Article
Navigating the Securities and Exchange Commission’s Latest Amendments

March 25, 2024 | Insights



By Taylor Holcomb

The Securities and Exchange Commission recently amended its rules to standardize and enhance the climate-related information public companies must include in registration statements and annual reports. The SEC projects that annual compliance costs could approach $1,000,000. As approved, the rule will require public companies to spend time and money—sooner rather than later—implementing processes to gather and report the required information.

Background

Over a decade ago, the SEC issued guidance on how its existing rules may require a public company to disclose climate-related risks and impacts on its business or financial condition. Since then, the SEC has noted that climate-related disclosure practices have been inconsistent, and that many companies have been reporting climate-related information outside of SEC filings (such as in sustainability reports). The SEC reports the rule is to respond to investor demands for enhanced and standardized climate-related reporting in registration statements and annual filings.

Rule

As finalized, the SEC is requiring public companies to begin reporting the following information:

  • Descriptions of any climate-related risks that have materially impacted or are reasonably likely to have a material impact on the registrant, including on its strategy, results of operations, and financial condition, as well as the actual or potential material impacts of those same risks on its strategy, business model, and outlook.
  • Any plans to mitigate or adapt to a material climate-related risk or use of transition plans, scenario analysis, or internal carbon prices to manage a material climate-related risk.
  • Any oversight by the registrant’s board of directors of climate-related risks and any role by management in assessing and managing material climate-related risks.
  • A description of any processes the registrant uses to assess or manage material climate-related risks.
  • Any targets or goals that have materially affected or are reasonably likely to materially affect the registrant’s business, results of operations, or financial condition.
  • Scope 1 emissions (a company’s own emissions) and/or Scope 2 emissions (emissions from third parties providing electricity and other energy power sources to a company) on a phased in basis by certain larger registrants when those emissions are material, and the filing of an attestation report covering the required disclosure of such registrants’ Scope 1 and/or Scope 2 emissions, also on a phased in basis.
  • Financial statement effects of severe weather events and other natural conditions, including costs and losses.

Legal Challenges

The SEC’s 2022 proposal drew significant interest – over 4,500 substantive public comments – from across the spectrum of industry, government, academia, and non-governmental organizations. The final rule has drawn significant interest as well. Since the SEC finalized the rules on March 6, a number of lawsuits challenging the rule have been filed by state attorneys general and energy companies. In response to a lawsuit filed by Liberty Energy, Inc., the Fifth Circuit Court of Appeals on March 15 temporarily blocked the SEC from implementing the new rule.  In its brief requesting that relief, Liberty advanced the following arguments:

  • The Rule Violates the Major Questions Doctrine. Courts expect Congress to “speak clearly” when it intends to confer on an agency decisions of “vast economic and political significance.” Here, an investor protection agency has imposed a rule with an environmental bent (climate change) that will impose over material compliance costs across a wide range of companies. Congress has conferred jurisdiction over environmental matters to the Environmental Protection Agency, and in fact, the Environmental Protection Agency already requires both public and private companies to monitor and report greenhouse gas emissions, calling into question whether Congress has clearly authorized the SEC to promulgate a climate-related reporting rule.

Exercises
**A)** In the article about the SEC's climate disclosure rule, how many substantive public comments did the 2022 proposal draw?
**B)** Reproduce the passage of the article about the SEC's climate disclosure rule from "As finalized, the" up to and including "material climate-related risk.".
Work from the article alone.

[Entries from a box labeling dataset]
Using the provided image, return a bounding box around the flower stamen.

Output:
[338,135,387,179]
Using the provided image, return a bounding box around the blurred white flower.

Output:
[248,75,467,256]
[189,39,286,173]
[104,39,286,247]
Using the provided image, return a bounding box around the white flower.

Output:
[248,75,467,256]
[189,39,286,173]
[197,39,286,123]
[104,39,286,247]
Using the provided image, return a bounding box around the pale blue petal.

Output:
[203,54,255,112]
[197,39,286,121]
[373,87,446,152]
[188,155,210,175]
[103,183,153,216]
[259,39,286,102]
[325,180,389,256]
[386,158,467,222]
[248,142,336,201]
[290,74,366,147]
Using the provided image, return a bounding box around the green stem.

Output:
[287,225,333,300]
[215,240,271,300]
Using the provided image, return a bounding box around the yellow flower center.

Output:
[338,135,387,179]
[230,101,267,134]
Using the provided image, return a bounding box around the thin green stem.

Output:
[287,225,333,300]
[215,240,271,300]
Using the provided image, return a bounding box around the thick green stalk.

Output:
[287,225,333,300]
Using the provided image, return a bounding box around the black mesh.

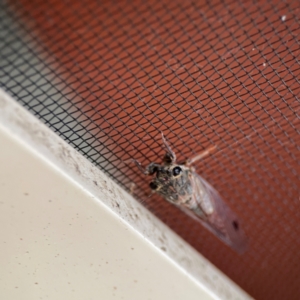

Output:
[0,0,300,300]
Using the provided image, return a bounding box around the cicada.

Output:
[133,133,247,253]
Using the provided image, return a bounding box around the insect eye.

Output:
[173,167,182,176]
[149,182,157,190]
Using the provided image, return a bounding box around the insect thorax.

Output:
[152,165,193,205]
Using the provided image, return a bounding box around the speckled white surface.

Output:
[0,90,251,300]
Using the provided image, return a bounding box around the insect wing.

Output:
[183,172,247,253]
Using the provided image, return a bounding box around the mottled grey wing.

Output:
[180,172,247,253]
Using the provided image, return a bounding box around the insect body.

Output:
[134,134,247,253]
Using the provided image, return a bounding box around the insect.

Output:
[132,133,247,253]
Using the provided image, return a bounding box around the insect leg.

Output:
[185,146,217,167]
[160,131,176,162]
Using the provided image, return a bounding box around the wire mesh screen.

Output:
[0,0,300,300]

Per-task outputs
**A)** Over 4,500.

**B)**
As finalized, the SEC is requiring public companies to begin reporting the following information:

  • Descriptions of any climate-related risks that have materially impacted or are reasonably likely to have a material impact on the registrant, including on its strategy, results of operations, and financial condition, as well as the actual or potential material impacts of those same risks on its strategy, business model, and outlook.
  • Any plans to mitigate or adapt to a material climate-related risk or use of transition plans, scenario analysis, or internal carbon prices to manage a material climate-related risk.